◆ PROBLEM DESCRIPTION
Within the listing below, give again exactly the lines between the one containing "Task: put a dot on each instance of the flower" and the one containing "Task: put a dot on each instance of the utility", inclusive, pictures left aside.

◆ DATA LISTING

***

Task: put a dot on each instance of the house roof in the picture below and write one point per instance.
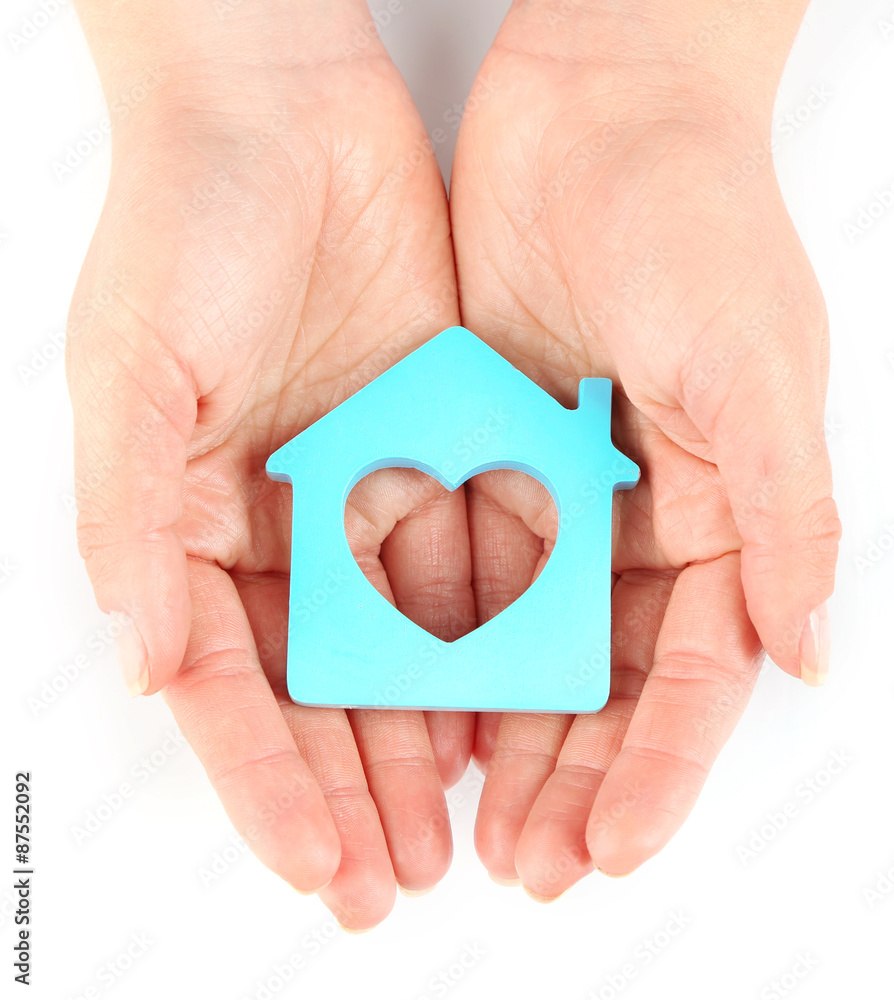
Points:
(464, 398)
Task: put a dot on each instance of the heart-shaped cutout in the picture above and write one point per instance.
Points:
(450, 560)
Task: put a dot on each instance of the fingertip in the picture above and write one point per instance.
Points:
(814, 648)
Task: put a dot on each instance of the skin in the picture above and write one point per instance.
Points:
(600, 231)
(274, 236)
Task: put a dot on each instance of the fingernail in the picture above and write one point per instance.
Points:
(813, 648)
(131, 653)
(612, 874)
(415, 892)
(540, 899)
(505, 881)
(313, 892)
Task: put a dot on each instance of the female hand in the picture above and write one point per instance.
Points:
(261, 255)
(611, 218)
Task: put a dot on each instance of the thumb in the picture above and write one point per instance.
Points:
(764, 421)
(134, 410)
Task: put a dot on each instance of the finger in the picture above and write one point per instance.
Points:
(707, 658)
(409, 534)
(487, 725)
(134, 411)
(765, 426)
(428, 563)
(552, 851)
(524, 757)
(229, 714)
(512, 528)
(361, 892)
(512, 525)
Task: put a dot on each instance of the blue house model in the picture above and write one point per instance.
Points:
(454, 408)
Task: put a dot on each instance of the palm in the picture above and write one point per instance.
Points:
(591, 241)
(275, 268)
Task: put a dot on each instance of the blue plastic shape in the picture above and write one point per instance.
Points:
(454, 408)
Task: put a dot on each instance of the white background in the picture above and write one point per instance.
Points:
(746, 919)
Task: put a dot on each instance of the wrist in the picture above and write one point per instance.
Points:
(720, 53)
(232, 52)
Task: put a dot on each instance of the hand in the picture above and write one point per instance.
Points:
(608, 222)
(259, 258)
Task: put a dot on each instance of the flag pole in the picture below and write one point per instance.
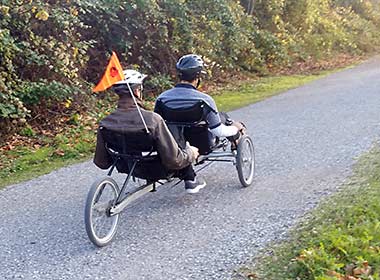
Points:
(138, 108)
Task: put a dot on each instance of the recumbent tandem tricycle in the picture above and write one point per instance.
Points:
(135, 155)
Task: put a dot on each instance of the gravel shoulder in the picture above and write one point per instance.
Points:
(306, 141)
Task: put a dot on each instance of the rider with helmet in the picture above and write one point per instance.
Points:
(190, 68)
(130, 115)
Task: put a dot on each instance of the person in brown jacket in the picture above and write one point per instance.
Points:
(129, 117)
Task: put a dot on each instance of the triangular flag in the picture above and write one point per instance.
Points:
(113, 74)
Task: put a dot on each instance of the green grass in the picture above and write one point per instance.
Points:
(22, 164)
(78, 144)
(254, 91)
(338, 238)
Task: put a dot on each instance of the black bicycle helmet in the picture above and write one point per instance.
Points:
(190, 67)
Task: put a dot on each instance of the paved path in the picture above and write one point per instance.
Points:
(306, 142)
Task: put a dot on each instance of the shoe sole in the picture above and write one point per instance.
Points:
(197, 189)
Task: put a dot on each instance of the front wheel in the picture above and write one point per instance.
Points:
(100, 225)
(245, 160)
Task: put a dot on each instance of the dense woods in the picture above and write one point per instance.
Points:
(53, 51)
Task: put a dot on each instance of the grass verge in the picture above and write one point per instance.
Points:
(248, 92)
(339, 240)
(78, 143)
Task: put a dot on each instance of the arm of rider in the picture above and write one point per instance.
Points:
(240, 126)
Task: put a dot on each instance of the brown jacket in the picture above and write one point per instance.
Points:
(126, 117)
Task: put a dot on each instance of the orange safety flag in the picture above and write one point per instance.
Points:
(113, 74)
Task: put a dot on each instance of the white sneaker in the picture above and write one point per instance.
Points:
(194, 186)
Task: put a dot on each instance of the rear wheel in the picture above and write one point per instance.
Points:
(100, 226)
(245, 160)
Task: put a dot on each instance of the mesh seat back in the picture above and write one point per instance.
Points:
(128, 147)
(187, 123)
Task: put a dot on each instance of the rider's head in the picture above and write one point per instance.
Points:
(189, 68)
(134, 79)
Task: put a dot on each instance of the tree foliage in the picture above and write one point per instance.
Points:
(51, 51)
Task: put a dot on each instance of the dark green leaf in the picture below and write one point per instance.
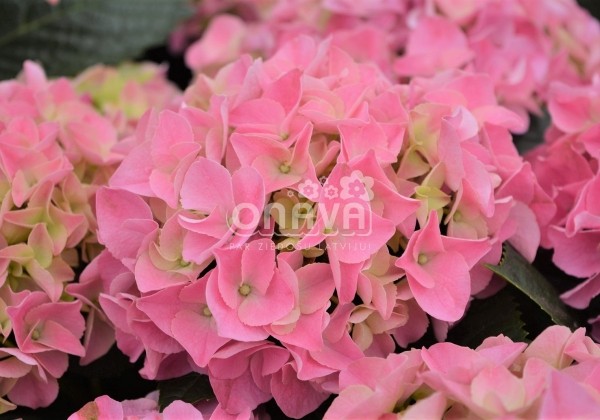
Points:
(534, 136)
(489, 317)
(190, 388)
(78, 33)
(520, 273)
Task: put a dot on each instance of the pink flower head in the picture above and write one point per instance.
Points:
(248, 292)
(437, 268)
(228, 204)
(41, 325)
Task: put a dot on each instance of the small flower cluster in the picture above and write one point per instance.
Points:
(124, 93)
(367, 30)
(555, 377)
(567, 167)
(56, 149)
(522, 45)
(301, 213)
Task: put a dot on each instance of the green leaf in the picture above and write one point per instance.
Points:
(191, 388)
(489, 317)
(75, 34)
(521, 274)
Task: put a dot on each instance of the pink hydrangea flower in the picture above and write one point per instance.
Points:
(259, 212)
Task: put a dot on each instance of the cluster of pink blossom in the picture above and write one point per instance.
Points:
(555, 377)
(124, 93)
(300, 213)
(498, 379)
(523, 45)
(567, 167)
(56, 149)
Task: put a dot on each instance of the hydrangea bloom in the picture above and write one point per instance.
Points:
(258, 212)
(567, 166)
(125, 92)
(522, 45)
(56, 149)
(550, 378)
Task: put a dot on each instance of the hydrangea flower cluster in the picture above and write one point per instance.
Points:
(498, 379)
(567, 167)
(56, 148)
(301, 213)
(124, 93)
(522, 45)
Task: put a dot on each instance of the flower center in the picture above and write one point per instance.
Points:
(244, 289)
(284, 168)
(35, 335)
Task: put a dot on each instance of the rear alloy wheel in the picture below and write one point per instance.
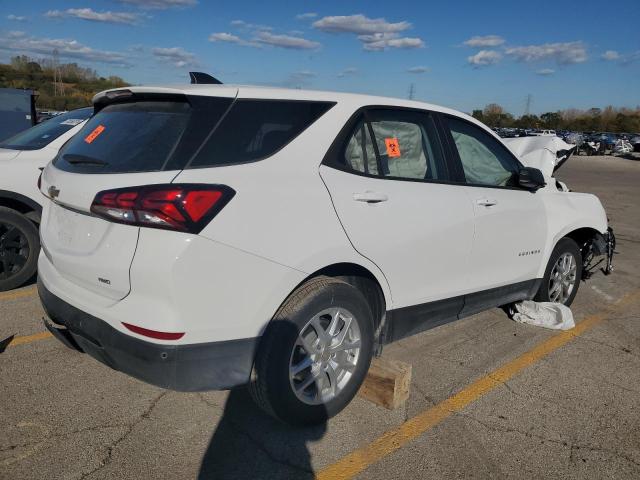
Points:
(19, 249)
(315, 353)
(562, 276)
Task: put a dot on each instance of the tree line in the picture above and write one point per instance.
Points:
(608, 119)
(77, 85)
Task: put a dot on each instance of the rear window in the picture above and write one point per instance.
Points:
(256, 129)
(43, 134)
(198, 132)
(143, 136)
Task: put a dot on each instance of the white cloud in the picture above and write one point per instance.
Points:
(347, 71)
(262, 38)
(383, 41)
(306, 16)
(304, 74)
(376, 34)
(484, 58)
(19, 42)
(241, 24)
(286, 41)
(231, 38)
(93, 16)
(160, 4)
(486, 41)
(622, 59)
(359, 24)
(561, 53)
(176, 56)
(610, 55)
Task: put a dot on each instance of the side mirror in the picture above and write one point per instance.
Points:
(531, 178)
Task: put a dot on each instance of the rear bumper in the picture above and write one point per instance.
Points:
(192, 367)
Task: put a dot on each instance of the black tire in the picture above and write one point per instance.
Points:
(270, 384)
(564, 246)
(19, 249)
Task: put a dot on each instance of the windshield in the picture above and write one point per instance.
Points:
(46, 132)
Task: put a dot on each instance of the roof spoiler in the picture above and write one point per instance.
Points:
(204, 78)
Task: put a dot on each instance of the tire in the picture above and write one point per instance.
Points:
(554, 275)
(293, 330)
(19, 249)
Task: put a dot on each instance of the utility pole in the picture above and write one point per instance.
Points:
(58, 87)
(412, 91)
(527, 108)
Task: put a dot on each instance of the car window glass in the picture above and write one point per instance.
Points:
(142, 136)
(256, 129)
(46, 132)
(483, 159)
(407, 144)
(359, 154)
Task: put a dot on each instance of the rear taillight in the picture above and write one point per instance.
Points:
(182, 207)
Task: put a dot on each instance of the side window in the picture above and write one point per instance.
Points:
(359, 154)
(484, 160)
(407, 144)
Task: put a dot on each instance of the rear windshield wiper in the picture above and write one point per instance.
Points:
(75, 159)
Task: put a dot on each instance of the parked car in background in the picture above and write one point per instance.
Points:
(212, 236)
(22, 157)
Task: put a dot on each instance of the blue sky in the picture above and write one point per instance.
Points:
(462, 54)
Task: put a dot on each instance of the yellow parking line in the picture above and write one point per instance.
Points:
(29, 338)
(27, 292)
(359, 460)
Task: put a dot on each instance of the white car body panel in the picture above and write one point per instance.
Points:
(404, 235)
(19, 169)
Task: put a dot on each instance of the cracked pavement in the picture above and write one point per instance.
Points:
(574, 414)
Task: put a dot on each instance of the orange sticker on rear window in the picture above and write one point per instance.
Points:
(93, 135)
(393, 148)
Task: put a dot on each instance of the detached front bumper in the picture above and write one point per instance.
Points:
(192, 367)
(601, 245)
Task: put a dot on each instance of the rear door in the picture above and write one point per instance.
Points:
(141, 140)
(387, 178)
(510, 222)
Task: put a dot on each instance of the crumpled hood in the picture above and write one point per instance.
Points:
(546, 153)
(6, 154)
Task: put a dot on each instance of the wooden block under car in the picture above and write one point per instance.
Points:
(387, 384)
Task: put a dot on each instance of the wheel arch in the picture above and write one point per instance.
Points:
(364, 280)
(20, 203)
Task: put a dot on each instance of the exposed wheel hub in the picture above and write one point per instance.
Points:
(325, 356)
(14, 250)
(563, 278)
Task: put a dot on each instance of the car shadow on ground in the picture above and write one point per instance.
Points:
(248, 443)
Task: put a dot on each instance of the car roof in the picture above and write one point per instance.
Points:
(276, 93)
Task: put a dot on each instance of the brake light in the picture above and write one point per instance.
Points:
(182, 207)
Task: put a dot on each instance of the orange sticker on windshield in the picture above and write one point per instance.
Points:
(393, 148)
(93, 135)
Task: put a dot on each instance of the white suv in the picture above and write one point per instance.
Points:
(21, 159)
(207, 237)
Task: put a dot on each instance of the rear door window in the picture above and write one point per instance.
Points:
(142, 136)
(256, 129)
(46, 132)
(485, 161)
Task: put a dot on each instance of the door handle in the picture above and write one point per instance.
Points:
(370, 197)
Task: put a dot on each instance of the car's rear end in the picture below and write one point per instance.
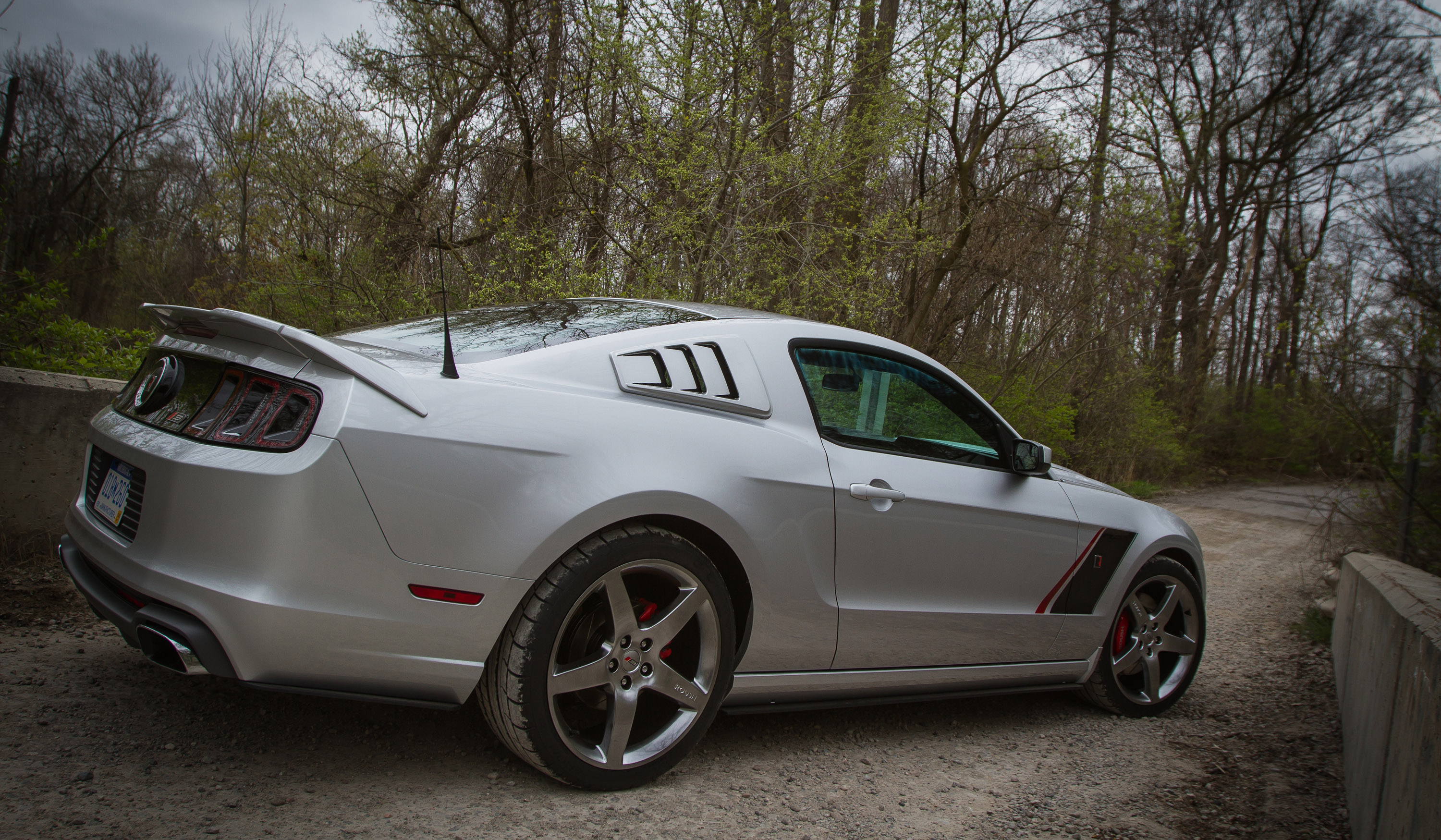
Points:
(222, 529)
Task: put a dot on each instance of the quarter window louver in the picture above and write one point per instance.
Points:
(712, 372)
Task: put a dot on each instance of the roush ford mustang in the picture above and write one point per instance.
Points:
(609, 519)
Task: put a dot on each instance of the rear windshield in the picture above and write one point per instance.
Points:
(495, 332)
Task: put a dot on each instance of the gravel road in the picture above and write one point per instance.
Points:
(97, 743)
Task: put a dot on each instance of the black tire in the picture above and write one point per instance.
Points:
(1146, 666)
(561, 623)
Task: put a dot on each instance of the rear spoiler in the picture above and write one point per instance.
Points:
(247, 328)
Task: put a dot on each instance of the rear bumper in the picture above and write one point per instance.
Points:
(273, 571)
(109, 603)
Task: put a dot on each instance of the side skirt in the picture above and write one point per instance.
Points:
(888, 701)
(774, 689)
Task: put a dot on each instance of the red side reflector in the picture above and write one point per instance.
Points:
(449, 596)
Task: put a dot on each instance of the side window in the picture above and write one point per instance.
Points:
(878, 404)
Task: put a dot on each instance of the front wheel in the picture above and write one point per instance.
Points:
(616, 663)
(1152, 652)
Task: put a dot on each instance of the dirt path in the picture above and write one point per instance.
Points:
(97, 743)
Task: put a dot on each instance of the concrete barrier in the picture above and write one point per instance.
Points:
(1387, 642)
(44, 421)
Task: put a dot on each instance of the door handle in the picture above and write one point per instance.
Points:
(872, 492)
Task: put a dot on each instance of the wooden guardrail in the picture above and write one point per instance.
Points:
(1387, 643)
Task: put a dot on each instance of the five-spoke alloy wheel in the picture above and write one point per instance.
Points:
(616, 665)
(1155, 643)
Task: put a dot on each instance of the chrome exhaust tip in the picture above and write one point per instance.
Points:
(169, 653)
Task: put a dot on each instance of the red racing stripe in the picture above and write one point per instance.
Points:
(1067, 577)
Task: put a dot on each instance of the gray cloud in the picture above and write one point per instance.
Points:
(178, 31)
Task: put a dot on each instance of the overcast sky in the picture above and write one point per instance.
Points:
(173, 29)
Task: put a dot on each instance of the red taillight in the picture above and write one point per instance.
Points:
(254, 410)
(447, 596)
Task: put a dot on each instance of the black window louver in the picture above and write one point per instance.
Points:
(100, 464)
(696, 372)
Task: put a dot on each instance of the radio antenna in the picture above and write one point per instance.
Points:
(449, 362)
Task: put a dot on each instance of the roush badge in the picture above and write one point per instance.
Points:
(160, 385)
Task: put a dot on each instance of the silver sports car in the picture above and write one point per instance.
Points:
(610, 519)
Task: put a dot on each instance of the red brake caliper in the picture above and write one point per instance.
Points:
(646, 611)
(1123, 629)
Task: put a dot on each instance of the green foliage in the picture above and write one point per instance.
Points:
(35, 333)
(1276, 433)
(1139, 489)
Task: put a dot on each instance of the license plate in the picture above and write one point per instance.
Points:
(114, 492)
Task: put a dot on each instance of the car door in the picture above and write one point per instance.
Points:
(943, 557)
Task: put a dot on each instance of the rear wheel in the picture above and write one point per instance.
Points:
(1155, 643)
(616, 663)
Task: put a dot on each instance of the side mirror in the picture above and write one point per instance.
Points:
(1031, 459)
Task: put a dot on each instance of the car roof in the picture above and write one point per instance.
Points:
(712, 310)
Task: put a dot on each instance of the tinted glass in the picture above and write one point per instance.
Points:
(878, 404)
(493, 332)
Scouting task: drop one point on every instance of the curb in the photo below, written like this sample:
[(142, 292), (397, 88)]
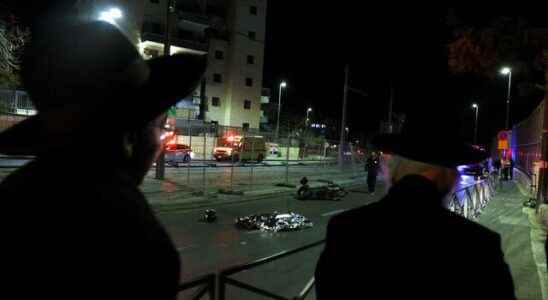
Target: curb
[(200, 202)]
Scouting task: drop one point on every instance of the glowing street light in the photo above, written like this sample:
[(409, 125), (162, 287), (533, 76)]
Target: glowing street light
[(507, 71), (283, 85), (111, 15), (308, 111), (476, 107)]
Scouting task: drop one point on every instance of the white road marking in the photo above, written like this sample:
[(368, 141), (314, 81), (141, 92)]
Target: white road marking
[(338, 211), (180, 249)]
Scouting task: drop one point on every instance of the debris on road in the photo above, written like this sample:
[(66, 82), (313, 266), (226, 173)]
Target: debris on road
[(209, 216), (274, 222)]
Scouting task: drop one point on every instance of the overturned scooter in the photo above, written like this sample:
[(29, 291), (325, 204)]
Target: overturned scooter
[(330, 192)]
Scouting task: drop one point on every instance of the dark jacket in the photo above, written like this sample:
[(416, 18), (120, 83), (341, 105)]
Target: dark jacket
[(407, 246), (79, 229)]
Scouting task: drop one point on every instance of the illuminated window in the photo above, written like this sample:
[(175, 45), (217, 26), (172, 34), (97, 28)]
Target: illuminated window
[(216, 101), (253, 10), (250, 60), (218, 78), (219, 54), (247, 104)]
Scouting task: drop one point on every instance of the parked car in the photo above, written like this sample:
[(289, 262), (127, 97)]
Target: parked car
[(251, 148), (176, 154), (274, 149)]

***

◆ ANSWER SECTION
Task: put a dot on each instance of the flower center in the picture above and write one point per instance.
Points:
(244, 289)
(284, 168)
(35, 335)
Task: put a dot on each instance of the rear alloy wheel in the picture below and write one point per instance.
Points:
(19, 249)
(315, 353)
(562, 276)
Task: put a dot on each instance of the tree line in the picture above and write one point per instance.
Points:
(608, 119)
(77, 85)
Task: put a dot on each instance of the rear window in the picture above and write one point per instance.
Points:
(256, 129)
(43, 134)
(198, 132)
(143, 136)
Task: put a dot on each instance of the white cloud in the picture above and write one point per instance.
Points:
(347, 71)
(262, 38)
(383, 41)
(306, 16)
(304, 74)
(376, 34)
(484, 58)
(19, 42)
(241, 24)
(286, 41)
(231, 38)
(93, 16)
(160, 4)
(486, 41)
(622, 59)
(359, 24)
(561, 53)
(176, 56)
(610, 55)
Task: put a dot on each instance of the side mirror in the picture above and write one point per instance.
Points:
(531, 178)
Task: put a dot on each instance of the rear bumper in the picture above and write one point per instance.
Points:
(192, 367)
Task: put a dot on each instance of the black tire in the picture above and write one point per instance.
Points:
(270, 384)
(564, 246)
(19, 249)
Task: put a dot on each instance of the windshield in the picture above and write one point per instance.
Points:
(46, 132)
Task: put a dot on each instance of the roof spoiler in the picture above and write one point per instance.
Points:
(204, 78)
Task: put a dot on each instance of the tire in the picture above and write one point per instance.
Points:
(554, 275)
(293, 330)
(19, 249)
Task: put a dot on each instance of the utility pole in the picture above and write one point per instance.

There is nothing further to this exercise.